■ **BRANO DI LETTURA**:
USPI/XVII Congresso Nazionale
Frascati (Roma) 19-20 Giugno 2003-Auditorium Scuderia Aldobrandini

Intervento del Segretario Nazionale del Pri On. Francesco Nucara

Ho accolto con particolare piacere l’invito del Segretario Generale, avv. Vetere, ad intervenire a questo Congresso che celebra il 50° Anniversario della fondazione dell’USPI. In realtà la mia carica istituzionale, al di là dell’interesse che ogni membro di un governo democratico deve riservare alla vita e ai problemi della stampa periodica, non mi attribuisce particolari e specifiche responsabilità in materia. Come Segretario Nazionale del Partito Repubblicano sento invece di avere titoli particolari per intervenire con giusta ragione a giornate di riflessione e dibattito sulle tematiche dell’editoria periodica. Non può infatti essere dimenticato che fu proprio il primo governo presieduto da un repubblicano, il sen. Spadolini, a varare la legge fondamentale sull’editoria.

■ **ESERCIZI DA SVOLGERE**:
a: Nell'intervento di Nucara, quale anniversario celebra il Congresso?
b: Riassumi in due frasi l'intervento di Nucara.
c: Estrai dall'intervento di Nucara il passo che va da "Intervento del Segretario" fino a "legge fondamentale sull’editoria." compreso.

■ **RECORD ESTRATTI**:
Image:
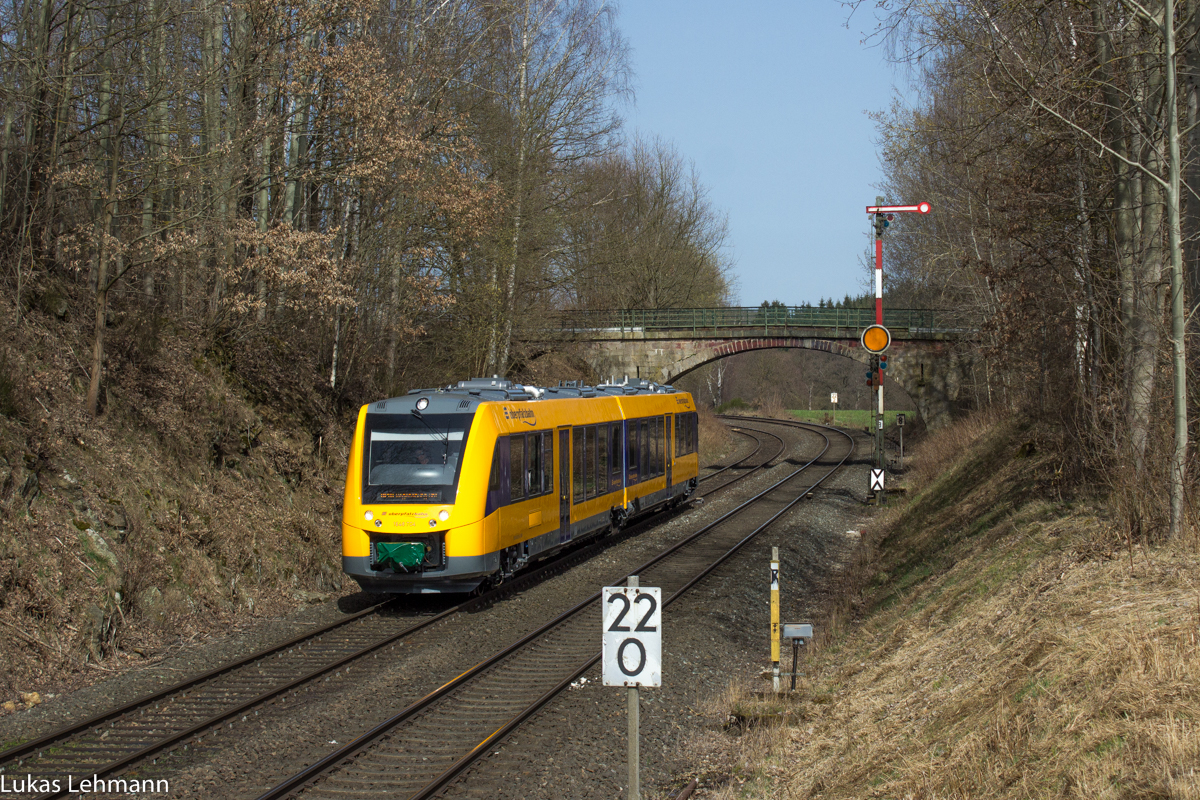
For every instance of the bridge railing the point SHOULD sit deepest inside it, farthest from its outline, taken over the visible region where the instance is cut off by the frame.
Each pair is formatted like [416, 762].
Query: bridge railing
[706, 319]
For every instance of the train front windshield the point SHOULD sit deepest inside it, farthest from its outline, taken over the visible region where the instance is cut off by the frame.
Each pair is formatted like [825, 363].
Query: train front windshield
[409, 458]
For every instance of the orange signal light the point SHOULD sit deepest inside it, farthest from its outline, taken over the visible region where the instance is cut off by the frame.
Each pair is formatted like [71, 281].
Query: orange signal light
[876, 338]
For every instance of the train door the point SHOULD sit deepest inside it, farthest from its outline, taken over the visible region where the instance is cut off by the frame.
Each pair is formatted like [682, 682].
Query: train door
[564, 485]
[667, 449]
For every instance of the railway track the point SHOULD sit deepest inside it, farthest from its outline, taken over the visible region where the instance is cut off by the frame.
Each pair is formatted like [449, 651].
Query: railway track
[429, 745]
[112, 743]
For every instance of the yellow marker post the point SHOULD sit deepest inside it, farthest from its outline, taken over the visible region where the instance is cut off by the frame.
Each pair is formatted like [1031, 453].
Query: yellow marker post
[774, 617]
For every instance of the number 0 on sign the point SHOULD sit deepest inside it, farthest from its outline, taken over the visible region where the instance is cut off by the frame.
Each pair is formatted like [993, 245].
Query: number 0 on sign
[633, 636]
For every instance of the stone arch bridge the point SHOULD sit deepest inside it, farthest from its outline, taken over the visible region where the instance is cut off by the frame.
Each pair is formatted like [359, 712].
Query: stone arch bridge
[665, 344]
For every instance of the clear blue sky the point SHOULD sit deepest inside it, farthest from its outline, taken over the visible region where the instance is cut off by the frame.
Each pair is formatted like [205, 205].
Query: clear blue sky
[769, 100]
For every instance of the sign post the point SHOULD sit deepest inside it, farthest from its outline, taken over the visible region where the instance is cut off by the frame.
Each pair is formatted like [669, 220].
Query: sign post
[631, 654]
[883, 217]
[774, 618]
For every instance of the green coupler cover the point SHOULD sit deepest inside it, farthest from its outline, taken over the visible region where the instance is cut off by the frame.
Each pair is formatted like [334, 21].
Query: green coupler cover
[400, 554]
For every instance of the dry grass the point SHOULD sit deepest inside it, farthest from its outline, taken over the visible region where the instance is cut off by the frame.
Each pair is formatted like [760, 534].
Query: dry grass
[1011, 650]
[715, 440]
[183, 510]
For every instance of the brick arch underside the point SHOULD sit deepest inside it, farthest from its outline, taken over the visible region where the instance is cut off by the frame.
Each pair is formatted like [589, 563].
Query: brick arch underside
[709, 352]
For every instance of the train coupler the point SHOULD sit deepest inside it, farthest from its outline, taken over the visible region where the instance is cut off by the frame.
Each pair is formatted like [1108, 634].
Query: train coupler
[402, 555]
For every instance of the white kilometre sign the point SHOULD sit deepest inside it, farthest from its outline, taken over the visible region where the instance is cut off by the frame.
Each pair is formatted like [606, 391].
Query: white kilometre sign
[633, 636]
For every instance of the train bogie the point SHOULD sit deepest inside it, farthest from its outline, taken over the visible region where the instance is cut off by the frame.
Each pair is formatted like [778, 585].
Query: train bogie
[451, 488]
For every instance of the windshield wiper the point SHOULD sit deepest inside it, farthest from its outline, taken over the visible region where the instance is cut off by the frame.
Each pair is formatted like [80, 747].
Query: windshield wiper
[443, 437]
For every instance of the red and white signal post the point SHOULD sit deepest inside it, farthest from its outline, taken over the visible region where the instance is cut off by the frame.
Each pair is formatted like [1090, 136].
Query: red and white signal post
[876, 338]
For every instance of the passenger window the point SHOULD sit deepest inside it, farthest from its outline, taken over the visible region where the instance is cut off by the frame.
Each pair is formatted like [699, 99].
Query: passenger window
[577, 463]
[589, 459]
[643, 447]
[657, 447]
[603, 459]
[615, 456]
[534, 476]
[516, 468]
[493, 481]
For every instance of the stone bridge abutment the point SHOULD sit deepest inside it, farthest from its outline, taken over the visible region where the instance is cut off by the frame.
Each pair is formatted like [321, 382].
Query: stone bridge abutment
[930, 371]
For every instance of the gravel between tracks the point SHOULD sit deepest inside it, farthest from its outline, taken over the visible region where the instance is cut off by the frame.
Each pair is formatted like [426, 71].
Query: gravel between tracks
[715, 635]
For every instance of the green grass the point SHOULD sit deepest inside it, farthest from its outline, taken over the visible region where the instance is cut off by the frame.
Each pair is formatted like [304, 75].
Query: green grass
[852, 417]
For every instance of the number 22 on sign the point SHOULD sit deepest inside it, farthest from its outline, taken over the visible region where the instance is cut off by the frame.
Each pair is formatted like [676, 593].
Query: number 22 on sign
[633, 636]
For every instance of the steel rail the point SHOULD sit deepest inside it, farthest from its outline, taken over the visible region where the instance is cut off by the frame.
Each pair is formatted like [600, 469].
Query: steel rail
[346, 752]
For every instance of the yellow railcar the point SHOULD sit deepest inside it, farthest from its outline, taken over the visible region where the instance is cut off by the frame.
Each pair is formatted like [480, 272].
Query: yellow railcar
[450, 488]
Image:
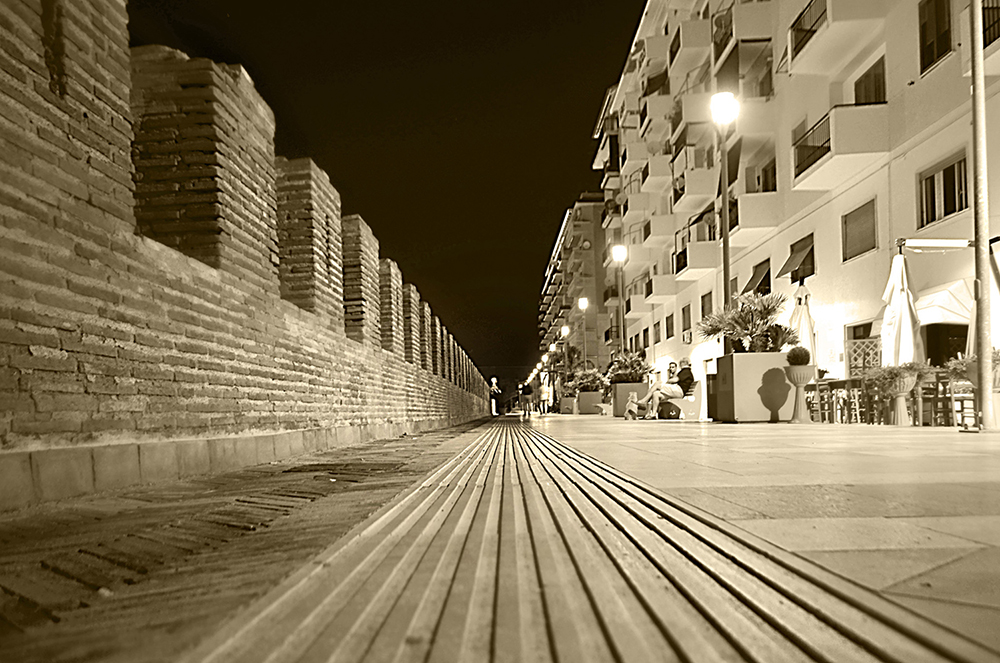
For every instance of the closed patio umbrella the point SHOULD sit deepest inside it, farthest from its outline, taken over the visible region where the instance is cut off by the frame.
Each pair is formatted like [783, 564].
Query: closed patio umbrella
[900, 331]
[802, 321]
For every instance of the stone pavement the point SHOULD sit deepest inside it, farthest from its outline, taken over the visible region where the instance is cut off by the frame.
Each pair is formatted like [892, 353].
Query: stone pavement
[516, 547]
[911, 513]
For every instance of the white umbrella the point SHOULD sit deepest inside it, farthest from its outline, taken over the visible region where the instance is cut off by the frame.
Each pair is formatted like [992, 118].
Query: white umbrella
[802, 322]
[900, 328]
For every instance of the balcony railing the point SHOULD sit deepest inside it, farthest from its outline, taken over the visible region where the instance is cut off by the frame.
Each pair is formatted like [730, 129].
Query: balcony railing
[813, 145]
[807, 24]
[722, 30]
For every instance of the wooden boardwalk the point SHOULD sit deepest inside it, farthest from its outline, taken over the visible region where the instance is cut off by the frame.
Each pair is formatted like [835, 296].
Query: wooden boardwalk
[521, 549]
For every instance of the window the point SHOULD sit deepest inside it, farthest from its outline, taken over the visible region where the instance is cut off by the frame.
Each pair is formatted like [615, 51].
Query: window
[943, 191]
[859, 231]
[935, 31]
[808, 265]
[870, 87]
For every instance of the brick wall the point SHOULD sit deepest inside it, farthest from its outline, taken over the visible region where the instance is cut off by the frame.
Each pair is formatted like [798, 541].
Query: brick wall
[189, 337]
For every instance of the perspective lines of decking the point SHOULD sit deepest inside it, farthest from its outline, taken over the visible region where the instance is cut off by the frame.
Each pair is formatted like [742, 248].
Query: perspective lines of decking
[521, 549]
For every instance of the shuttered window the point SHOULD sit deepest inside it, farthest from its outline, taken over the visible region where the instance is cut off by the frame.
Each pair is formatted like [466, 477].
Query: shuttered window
[859, 231]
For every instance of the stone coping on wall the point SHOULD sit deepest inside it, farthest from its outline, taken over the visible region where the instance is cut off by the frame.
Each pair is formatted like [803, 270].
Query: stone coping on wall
[42, 475]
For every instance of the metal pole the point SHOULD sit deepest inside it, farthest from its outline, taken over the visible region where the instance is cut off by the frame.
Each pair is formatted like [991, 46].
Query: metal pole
[984, 344]
[726, 294]
[621, 309]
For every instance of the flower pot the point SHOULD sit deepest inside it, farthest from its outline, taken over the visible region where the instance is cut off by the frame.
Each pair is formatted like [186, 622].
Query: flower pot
[587, 401]
[898, 391]
[800, 376]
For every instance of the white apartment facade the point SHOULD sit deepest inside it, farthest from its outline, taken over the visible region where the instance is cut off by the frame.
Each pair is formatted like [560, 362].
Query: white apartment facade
[854, 131]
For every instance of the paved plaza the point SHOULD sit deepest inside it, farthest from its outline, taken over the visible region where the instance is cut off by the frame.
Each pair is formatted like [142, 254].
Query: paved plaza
[547, 538]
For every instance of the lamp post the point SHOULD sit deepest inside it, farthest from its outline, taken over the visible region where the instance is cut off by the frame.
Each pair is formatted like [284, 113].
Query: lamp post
[619, 254]
[725, 109]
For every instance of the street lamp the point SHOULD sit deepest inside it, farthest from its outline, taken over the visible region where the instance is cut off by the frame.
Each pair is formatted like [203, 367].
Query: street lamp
[725, 109]
[619, 254]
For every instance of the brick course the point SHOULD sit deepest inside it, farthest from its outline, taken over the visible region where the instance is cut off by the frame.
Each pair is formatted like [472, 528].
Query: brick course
[178, 326]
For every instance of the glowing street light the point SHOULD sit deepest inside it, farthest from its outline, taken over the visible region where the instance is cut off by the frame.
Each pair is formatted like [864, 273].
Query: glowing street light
[725, 110]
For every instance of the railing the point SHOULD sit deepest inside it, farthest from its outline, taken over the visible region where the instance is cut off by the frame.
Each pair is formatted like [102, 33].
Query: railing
[991, 21]
[722, 30]
[813, 145]
[807, 24]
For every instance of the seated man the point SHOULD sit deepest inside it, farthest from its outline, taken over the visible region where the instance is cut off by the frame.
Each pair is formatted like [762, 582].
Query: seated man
[677, 384]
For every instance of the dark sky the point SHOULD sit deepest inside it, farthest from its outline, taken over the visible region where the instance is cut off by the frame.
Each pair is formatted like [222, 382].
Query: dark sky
[459, 130]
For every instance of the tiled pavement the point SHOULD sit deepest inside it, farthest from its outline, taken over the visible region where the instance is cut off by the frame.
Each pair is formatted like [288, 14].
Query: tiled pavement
[518, 548]
[912, 513]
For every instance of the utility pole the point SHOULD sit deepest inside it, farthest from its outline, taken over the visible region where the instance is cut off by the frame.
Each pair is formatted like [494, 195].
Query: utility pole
[984, 343]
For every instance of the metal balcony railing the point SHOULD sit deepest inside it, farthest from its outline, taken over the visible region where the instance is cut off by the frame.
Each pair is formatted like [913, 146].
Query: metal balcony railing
[807, 24]
[813, 145]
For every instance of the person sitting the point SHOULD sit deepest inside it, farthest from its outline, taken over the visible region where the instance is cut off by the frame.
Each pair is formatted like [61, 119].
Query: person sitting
[676, 385]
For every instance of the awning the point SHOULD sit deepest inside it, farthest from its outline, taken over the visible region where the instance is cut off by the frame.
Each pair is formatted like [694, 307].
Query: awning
[759, 272]
[949, 304]
[733, 156]
[795, 260]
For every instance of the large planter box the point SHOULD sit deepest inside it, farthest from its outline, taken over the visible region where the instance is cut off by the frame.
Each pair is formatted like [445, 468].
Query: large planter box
[620, 391]
[752, 386]
[587, 401]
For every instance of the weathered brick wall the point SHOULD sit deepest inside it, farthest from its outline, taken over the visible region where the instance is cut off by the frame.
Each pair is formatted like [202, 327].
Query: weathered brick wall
[391, 305]
[204, 155]
[121, 358]
[309, 235]
[361, 285]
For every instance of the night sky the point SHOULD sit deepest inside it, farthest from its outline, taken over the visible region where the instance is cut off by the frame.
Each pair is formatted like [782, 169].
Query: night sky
[459, 130]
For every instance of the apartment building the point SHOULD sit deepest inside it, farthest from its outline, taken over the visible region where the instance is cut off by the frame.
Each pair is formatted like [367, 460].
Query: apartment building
[575, 270]
[854, 131]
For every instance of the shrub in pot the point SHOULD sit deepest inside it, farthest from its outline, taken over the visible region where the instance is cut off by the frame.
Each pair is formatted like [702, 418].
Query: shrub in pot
[588, 385]
[800, 372]
[628, 372]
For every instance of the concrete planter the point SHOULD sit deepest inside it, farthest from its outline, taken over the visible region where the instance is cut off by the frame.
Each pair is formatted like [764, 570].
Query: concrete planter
[751, 386]
[800, 376]
[620, 392]
[587, 401]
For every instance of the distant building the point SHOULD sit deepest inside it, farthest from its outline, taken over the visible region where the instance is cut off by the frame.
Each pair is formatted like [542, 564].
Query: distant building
[854, 131]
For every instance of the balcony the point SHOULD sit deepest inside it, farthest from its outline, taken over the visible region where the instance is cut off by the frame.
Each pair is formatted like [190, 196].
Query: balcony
[657, 174]
[991, 39]
[661, 289]
[656, 122]
[690, 45]
[745, 21]
[658, 231]
[637, 207]
[636, 307]
[756, 214]
[847, 141]
[829, 33]
[695, 187]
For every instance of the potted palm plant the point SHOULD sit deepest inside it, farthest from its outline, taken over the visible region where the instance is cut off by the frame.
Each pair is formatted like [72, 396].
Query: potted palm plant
[588, 385]
[627, 373]
[800, 372]
[750, 383]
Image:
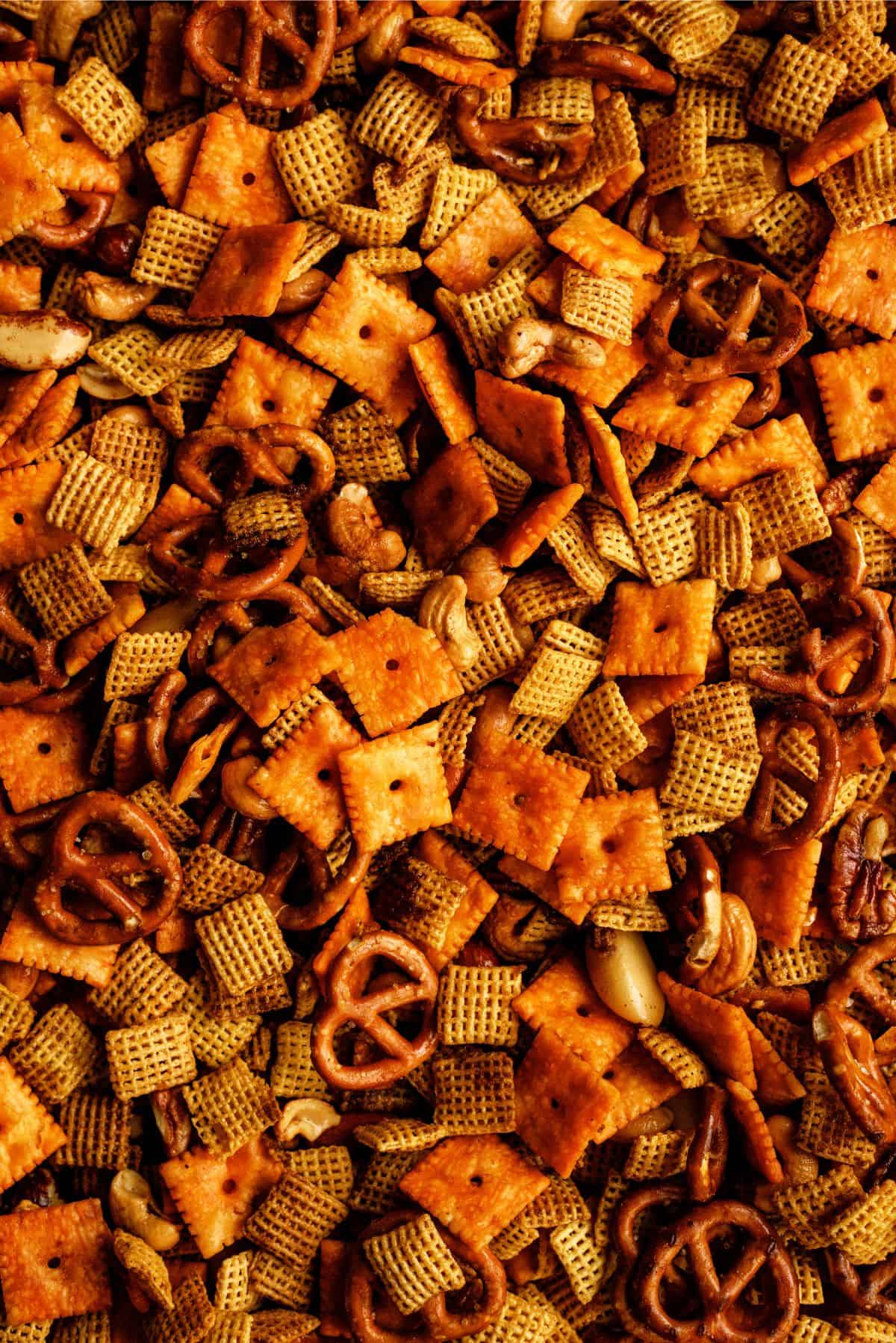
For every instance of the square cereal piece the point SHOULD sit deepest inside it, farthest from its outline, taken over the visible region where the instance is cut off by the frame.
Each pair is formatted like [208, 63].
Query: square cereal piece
[527, 426]
[393, 671]
[72, 159]
[320, 163]
[413, 1263]
[43, 757]
[361, 331]
[301, 778]
[395, 786]
[97, 503]
[99, 1130]
[474, 1186]
[54, 1262]
[613, 848]
[175, 249]
[476, 1005]
[234, 180]
[795, 89]
[561, 1102]
[777, 890]
[151, 1057]
[449, 503]
[294, 1218]
[247, 272]
[785, 512]
[139, 660]
[264, 385]
[398, 120]
[230, 1105]
[65, 592]
[485, 241]
[242, 944]
[28, 1132]
[561, 997]
[662, 630]
[519, 799]
[853, 279]
[30, 191]
[299, 657]
[442, 385]
[603, 247]
[58, 1055]
[104, 106]
[26, 942]
[718, 1029]
[688, 418]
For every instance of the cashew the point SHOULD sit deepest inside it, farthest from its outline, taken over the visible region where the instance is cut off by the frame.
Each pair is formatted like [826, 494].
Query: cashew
[379, 50]
[302, 293]
[102, 385]
[42, 338]
[444, 611]
[659, 1120]
[763, 574]
[561, 18]
[625, 978]
[111, 299]
[57, 26]
[305, 1117]
[481, 570]
[132, 1208]
[356, 532]
[527, 341]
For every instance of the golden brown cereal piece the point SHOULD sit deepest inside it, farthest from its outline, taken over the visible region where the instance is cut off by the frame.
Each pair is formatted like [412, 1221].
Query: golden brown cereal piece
[294, 1218]
[34, 1285]
[151, 1057]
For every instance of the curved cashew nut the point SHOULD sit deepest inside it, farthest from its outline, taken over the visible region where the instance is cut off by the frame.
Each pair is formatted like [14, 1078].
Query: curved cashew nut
[625, 977]
[112, 299]
[481, 570]
[356, 532]
[42, 338]
[57, 26]
[444, 611]
[528, 341]
[132, 1208]
[305, 1117]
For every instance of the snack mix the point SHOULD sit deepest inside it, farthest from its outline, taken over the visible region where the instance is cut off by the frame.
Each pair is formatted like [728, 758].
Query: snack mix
[448, 677]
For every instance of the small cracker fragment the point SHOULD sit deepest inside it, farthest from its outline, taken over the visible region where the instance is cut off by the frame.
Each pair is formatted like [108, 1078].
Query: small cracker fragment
[662, 631]
[361, 331]
[54, 1262]
[716, 1028]
[28, 1132]
[395, 786]
[474, 1185]
[519, 799]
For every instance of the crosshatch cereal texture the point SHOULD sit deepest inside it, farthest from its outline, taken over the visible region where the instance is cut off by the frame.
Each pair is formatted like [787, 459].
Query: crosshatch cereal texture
[448, 663]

■ **SOLUZIONI**:
a: Il 50° anniversario della fondazione dell'USPI.

b: Francesco Nucara, Segretario Nazionale del Pri, accoglie con piacere l'invito a intervenire al Congresso che celebra il 50° anniversario della fondazione dell'USPI. Pur riconoscendo che la sua carica istituzionale non gli attribuisce responsabilità specifiche in materia, ritiene di avere titoli per intervenire come segretario repubblicano, ricordando che fu il primo governo presieduto da un repubblicano, quello del sen. Spadolini, a varare la legge fondamentale sull'editoria.

c:
Intervento del Segretario Nazionale del Pri On. Francesco Nucara

Ho accolto con particolare piacere l’invito del Segretario Generale, avv. Vetere, ad intervenire a questo Congresso che celebra il 50° Anniversario della fondazione dell’USPI. In realtà la mia carica istituzionale, al di là dell’interesse che ogni membro di un governo democratico deve riservare alla vita e ai problemi della stampa periodica, non mi attribuisce particolari e specifiche responsabilità in materia. Come Segretario Nazionale del Partito Repubblicano sento invece di avere titoli particolari per intervenire con giusta ragione a giornate di riflessione e dibattito sulle tematiche dell’editoria periodica. Non può infatti essere dimenticato che fu proprio il primo governo presieduto da un repubblicano, il sen. Spadolini, a varare la legge fondamentale sull’editoria.